WHAT IS ASKED
Pull out each line of the material below that contains the string "riverbed". Case matters.

**** PROVIDED MATERIAL

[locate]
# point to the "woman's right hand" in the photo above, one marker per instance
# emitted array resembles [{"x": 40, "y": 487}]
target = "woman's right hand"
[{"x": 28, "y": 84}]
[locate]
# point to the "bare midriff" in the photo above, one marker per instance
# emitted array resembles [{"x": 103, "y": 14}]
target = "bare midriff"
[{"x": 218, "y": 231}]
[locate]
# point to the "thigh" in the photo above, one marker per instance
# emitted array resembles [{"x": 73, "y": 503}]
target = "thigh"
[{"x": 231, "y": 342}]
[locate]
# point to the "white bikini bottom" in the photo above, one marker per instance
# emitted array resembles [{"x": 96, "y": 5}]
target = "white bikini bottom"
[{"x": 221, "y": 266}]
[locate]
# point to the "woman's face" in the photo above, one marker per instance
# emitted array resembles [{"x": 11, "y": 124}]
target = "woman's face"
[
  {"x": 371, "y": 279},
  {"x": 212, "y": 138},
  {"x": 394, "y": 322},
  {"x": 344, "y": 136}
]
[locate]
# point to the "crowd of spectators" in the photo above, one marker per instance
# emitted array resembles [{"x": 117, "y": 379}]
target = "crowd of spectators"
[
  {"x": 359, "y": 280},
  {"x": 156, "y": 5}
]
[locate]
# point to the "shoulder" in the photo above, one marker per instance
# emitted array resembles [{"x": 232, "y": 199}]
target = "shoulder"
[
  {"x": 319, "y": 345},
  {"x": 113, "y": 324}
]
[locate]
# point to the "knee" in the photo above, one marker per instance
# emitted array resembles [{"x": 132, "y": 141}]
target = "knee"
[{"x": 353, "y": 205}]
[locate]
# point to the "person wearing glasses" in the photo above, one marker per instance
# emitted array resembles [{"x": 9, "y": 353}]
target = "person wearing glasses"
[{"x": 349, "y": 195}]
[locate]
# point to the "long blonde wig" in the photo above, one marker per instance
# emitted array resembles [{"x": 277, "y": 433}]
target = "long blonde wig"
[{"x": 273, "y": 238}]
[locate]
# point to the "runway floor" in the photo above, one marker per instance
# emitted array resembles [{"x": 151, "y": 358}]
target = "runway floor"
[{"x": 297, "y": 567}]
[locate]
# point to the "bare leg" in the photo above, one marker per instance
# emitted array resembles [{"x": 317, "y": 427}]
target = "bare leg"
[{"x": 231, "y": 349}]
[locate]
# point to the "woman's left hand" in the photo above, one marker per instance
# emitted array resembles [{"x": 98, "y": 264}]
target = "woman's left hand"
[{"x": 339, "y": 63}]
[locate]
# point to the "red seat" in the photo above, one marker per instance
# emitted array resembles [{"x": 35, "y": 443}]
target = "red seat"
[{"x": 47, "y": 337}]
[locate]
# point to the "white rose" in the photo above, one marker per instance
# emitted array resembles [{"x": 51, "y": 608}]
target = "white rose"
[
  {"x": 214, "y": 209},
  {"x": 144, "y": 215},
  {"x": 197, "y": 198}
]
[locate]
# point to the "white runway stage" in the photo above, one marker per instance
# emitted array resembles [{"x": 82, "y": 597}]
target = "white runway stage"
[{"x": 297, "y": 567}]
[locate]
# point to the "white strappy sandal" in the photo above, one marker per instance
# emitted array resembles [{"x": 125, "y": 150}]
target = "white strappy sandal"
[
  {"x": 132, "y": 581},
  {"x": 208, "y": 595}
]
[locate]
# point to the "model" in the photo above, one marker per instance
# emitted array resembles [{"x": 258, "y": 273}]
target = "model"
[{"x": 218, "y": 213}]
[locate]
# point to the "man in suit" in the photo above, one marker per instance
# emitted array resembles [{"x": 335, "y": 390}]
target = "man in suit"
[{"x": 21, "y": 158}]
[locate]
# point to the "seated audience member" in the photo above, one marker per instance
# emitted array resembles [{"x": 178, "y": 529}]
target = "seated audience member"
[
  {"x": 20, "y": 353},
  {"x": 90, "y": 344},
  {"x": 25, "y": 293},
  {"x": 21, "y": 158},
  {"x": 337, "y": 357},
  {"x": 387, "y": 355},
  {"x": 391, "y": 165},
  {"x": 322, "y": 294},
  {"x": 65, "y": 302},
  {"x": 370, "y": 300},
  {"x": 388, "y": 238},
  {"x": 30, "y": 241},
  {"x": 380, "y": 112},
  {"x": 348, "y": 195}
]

********
**** PROVIDED MATERIAL

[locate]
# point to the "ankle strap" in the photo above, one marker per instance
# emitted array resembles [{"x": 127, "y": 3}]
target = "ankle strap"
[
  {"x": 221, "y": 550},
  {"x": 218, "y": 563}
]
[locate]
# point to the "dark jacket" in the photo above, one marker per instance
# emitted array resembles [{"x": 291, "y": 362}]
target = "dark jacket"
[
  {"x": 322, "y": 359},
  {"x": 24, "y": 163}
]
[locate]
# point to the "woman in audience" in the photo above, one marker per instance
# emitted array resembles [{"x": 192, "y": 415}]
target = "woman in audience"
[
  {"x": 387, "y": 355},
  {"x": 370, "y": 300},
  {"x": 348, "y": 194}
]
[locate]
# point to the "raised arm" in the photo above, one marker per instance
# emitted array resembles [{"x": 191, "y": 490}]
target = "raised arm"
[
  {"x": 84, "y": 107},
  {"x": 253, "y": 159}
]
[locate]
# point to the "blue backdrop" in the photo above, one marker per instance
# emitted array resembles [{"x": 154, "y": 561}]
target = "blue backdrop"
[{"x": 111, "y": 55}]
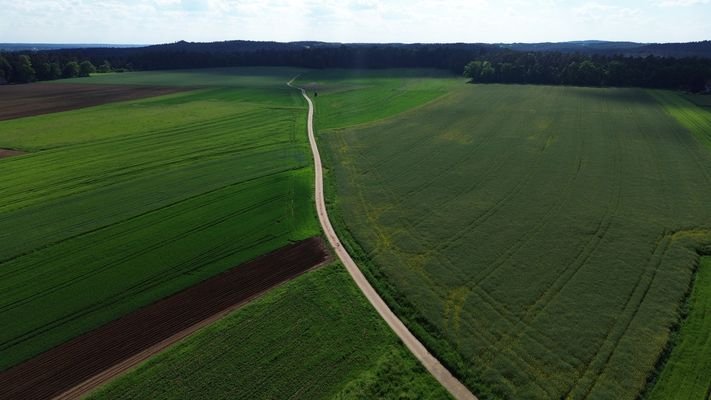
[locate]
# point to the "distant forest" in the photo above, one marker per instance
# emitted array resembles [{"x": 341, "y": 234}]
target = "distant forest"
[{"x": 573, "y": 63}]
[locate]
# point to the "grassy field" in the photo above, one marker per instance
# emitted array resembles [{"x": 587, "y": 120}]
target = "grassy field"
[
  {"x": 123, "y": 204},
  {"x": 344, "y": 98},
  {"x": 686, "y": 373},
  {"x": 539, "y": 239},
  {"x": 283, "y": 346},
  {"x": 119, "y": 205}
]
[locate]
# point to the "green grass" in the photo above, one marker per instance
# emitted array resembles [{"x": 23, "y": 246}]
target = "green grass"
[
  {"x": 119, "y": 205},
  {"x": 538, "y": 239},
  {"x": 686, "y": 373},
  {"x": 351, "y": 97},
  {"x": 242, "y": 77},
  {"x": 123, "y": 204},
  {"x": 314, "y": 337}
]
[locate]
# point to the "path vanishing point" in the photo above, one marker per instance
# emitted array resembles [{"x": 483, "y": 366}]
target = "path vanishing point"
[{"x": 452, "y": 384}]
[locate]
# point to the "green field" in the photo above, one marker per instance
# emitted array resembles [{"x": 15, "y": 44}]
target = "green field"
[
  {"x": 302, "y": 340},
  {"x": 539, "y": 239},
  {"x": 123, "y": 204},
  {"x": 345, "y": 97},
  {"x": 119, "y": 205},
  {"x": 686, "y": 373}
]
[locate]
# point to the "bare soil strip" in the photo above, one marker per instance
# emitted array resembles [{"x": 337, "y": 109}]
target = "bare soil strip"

********
**** PROVIDED MATERIAL

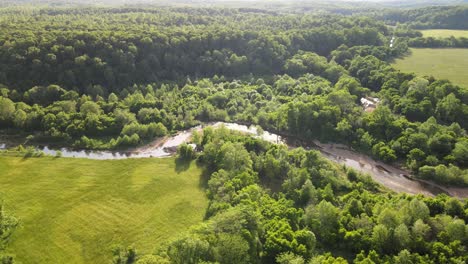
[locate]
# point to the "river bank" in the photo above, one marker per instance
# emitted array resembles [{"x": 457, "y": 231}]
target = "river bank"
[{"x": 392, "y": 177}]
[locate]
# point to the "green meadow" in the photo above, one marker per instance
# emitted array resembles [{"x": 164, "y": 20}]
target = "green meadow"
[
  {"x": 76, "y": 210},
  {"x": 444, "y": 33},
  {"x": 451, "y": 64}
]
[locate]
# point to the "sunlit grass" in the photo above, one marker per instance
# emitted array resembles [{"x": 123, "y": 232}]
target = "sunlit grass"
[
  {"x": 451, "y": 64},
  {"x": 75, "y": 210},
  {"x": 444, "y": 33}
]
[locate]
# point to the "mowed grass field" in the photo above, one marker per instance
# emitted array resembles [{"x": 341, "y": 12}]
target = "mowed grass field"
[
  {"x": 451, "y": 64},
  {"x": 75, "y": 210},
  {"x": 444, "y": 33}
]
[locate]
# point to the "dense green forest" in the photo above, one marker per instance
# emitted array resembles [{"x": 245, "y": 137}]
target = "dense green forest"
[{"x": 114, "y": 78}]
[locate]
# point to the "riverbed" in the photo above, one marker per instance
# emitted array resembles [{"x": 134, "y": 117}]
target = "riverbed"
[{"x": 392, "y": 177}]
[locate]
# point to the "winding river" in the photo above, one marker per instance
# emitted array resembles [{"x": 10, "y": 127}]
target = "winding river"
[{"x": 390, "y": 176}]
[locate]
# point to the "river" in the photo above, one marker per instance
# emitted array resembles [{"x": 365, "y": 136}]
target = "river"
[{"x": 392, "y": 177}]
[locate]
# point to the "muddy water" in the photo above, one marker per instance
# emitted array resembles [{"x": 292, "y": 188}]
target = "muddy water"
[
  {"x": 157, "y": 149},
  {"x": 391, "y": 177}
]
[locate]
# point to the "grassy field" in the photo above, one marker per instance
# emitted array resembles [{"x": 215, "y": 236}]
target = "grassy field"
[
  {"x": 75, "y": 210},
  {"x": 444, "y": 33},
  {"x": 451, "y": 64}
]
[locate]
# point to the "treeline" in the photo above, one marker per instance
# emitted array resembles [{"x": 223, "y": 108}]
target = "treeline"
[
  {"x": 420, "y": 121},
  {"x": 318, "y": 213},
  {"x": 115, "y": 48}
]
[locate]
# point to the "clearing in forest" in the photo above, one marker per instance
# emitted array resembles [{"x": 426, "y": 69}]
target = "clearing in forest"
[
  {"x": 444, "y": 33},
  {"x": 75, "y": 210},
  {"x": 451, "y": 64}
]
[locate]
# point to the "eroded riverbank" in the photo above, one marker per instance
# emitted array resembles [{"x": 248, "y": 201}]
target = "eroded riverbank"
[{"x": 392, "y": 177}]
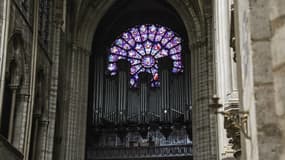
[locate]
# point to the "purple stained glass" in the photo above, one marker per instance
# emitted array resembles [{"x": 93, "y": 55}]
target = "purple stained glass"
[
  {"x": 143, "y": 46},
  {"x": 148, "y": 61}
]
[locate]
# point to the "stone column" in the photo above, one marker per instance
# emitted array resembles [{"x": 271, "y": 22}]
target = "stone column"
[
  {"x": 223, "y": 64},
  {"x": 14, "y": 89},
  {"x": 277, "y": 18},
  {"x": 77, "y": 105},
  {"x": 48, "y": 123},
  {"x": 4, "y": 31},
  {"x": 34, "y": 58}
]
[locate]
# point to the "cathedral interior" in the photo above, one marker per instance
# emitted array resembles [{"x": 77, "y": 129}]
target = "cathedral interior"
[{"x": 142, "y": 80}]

********

WRITTEN RESPONSE
# point to the "riverbed" in the photo above, one marker per instance
target = "riverbed"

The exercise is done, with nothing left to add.